Exercise details: Count every line in the records below that contains the string "leaf". Report that number alone.

[Extracted records — start]

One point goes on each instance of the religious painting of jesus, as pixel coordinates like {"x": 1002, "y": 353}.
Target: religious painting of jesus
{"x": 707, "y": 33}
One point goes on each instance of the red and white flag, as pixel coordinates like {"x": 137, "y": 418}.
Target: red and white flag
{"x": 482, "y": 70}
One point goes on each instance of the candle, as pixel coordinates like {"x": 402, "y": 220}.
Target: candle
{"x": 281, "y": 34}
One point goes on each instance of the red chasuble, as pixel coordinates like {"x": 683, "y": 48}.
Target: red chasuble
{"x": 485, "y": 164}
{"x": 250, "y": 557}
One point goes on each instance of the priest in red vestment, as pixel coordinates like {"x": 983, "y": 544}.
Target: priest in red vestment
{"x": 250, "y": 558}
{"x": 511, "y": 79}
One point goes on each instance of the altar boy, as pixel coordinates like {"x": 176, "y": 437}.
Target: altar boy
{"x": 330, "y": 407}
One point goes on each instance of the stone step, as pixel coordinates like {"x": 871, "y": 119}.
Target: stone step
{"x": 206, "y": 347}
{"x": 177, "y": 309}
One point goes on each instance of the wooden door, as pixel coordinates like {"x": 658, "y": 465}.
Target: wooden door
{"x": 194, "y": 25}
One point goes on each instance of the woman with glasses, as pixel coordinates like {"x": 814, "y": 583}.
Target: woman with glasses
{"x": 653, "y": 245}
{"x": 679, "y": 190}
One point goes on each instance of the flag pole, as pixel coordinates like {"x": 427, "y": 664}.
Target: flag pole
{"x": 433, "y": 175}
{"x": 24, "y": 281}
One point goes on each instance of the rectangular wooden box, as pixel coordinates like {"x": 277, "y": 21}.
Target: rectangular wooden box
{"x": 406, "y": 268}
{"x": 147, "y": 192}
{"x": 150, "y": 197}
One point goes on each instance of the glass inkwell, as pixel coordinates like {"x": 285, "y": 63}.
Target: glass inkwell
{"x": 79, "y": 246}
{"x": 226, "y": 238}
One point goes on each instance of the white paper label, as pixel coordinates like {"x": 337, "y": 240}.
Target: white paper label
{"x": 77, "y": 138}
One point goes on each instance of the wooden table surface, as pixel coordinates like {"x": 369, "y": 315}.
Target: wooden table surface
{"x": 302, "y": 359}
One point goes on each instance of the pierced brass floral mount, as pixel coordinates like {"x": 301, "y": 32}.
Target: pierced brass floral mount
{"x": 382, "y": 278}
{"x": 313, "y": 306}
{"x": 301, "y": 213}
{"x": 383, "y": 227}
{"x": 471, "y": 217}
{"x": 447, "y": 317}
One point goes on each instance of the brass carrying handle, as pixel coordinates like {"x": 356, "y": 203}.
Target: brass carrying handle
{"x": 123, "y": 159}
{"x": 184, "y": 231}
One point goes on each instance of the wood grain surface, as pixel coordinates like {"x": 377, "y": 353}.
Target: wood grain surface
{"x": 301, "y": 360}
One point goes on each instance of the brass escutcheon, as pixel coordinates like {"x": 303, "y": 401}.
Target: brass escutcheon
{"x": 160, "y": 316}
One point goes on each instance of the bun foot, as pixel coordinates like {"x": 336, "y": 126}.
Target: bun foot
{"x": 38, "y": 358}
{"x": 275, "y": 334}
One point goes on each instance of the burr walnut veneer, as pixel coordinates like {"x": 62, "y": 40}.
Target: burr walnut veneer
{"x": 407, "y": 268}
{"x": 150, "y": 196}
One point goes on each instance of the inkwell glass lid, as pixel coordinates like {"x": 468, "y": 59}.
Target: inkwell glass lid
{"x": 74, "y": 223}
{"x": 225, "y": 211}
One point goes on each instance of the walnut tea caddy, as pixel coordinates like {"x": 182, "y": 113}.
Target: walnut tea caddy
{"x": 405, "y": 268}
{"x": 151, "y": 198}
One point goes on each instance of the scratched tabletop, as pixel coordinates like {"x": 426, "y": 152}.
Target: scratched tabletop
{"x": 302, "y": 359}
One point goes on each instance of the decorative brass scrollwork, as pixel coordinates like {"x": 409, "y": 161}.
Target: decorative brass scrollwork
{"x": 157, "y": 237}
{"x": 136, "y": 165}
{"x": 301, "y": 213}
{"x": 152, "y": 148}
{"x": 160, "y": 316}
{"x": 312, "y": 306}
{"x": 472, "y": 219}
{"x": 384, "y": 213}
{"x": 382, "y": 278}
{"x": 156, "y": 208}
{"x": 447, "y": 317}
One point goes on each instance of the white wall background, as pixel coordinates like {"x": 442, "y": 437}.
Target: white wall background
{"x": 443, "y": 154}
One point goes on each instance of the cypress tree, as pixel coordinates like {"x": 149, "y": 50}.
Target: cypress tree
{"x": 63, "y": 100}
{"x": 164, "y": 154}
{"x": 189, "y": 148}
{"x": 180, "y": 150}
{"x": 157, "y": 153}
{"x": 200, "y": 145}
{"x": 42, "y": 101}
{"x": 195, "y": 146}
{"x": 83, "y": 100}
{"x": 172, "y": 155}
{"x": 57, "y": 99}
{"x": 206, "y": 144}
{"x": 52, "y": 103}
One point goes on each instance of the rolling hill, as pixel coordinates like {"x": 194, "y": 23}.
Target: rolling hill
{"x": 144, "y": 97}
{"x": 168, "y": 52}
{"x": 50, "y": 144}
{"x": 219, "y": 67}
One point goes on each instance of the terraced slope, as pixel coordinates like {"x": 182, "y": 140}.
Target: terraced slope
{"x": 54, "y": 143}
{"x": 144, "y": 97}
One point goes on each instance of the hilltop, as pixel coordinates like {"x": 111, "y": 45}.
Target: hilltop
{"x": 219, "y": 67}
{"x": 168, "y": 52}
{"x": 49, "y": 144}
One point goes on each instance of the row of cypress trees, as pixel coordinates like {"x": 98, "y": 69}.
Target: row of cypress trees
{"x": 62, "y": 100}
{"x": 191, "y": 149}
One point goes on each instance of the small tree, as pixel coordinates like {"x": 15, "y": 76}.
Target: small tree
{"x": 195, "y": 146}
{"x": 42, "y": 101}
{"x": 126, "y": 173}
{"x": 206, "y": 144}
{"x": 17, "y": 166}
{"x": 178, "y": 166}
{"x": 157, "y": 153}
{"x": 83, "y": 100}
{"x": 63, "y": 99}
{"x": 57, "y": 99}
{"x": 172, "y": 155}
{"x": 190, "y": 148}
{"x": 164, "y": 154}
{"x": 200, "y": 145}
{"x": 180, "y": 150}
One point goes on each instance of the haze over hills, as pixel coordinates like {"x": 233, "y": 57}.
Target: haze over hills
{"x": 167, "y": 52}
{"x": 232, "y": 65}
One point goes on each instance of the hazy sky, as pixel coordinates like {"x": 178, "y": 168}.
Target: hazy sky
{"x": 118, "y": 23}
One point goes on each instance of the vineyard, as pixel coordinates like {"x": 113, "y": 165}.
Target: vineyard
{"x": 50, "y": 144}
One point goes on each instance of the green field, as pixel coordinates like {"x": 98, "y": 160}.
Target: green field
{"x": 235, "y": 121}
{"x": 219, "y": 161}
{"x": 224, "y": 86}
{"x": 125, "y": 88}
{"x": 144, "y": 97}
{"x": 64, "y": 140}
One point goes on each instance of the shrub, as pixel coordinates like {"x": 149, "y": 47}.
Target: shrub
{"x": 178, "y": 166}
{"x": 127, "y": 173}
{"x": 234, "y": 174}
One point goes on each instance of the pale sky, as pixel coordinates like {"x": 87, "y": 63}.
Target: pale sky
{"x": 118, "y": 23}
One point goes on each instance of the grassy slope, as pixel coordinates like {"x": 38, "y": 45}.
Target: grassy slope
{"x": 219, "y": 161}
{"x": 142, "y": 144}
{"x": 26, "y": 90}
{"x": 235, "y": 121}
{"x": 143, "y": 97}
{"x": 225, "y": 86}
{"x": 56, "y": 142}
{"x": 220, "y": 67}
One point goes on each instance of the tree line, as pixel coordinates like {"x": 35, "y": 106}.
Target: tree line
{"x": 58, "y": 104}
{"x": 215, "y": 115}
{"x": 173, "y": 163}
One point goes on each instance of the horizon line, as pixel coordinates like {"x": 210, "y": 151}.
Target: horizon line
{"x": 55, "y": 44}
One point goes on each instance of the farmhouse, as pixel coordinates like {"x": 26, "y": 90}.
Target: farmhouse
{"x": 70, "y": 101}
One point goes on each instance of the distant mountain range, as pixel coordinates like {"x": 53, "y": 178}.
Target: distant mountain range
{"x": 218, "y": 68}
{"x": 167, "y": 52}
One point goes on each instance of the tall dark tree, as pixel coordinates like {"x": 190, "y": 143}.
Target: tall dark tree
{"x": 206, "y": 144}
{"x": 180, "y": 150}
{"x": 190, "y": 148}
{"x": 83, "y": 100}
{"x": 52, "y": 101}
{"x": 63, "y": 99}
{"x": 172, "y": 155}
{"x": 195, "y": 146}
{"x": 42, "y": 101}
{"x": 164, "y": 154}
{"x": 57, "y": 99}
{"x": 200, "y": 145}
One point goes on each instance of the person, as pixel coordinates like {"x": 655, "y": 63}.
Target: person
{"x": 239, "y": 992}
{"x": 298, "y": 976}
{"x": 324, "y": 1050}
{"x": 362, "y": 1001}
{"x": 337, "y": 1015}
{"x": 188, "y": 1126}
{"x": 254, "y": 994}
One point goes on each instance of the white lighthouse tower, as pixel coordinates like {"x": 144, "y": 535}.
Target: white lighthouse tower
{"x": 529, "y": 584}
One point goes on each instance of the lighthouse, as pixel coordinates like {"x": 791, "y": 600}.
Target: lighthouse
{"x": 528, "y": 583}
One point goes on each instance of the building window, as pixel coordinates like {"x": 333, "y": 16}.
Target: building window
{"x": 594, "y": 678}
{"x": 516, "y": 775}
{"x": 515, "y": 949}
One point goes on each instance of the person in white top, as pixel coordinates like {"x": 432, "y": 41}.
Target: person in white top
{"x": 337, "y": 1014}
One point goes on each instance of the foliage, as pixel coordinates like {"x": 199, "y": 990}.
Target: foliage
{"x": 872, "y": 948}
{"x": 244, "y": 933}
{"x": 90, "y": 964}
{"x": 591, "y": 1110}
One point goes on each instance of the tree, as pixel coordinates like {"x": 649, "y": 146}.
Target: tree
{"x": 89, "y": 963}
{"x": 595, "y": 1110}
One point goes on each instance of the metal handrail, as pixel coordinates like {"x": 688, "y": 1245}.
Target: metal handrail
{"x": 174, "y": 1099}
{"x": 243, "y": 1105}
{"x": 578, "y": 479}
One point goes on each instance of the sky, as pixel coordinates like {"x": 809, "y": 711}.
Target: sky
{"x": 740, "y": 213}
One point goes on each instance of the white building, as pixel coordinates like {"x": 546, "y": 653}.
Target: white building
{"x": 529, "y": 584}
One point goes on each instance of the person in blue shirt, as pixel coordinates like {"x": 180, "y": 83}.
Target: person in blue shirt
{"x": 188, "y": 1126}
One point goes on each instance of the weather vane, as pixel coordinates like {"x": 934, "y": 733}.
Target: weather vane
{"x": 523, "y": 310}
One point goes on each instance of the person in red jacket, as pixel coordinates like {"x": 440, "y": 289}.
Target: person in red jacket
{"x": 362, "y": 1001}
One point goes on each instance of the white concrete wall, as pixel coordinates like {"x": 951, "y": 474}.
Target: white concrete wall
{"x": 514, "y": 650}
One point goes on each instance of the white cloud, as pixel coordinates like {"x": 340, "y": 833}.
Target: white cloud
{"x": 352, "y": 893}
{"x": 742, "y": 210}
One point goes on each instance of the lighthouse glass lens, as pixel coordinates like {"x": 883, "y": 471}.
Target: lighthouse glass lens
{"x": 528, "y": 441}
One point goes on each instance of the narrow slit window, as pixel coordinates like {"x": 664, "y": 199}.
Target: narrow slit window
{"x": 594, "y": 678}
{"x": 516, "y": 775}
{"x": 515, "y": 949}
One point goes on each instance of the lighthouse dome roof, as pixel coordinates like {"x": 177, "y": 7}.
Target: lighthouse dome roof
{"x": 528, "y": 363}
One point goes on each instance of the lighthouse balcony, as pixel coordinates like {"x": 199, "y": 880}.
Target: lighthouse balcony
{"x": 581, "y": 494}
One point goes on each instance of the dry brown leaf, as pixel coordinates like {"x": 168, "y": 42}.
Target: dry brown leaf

[Extracted records — finish]

Exercise output: 2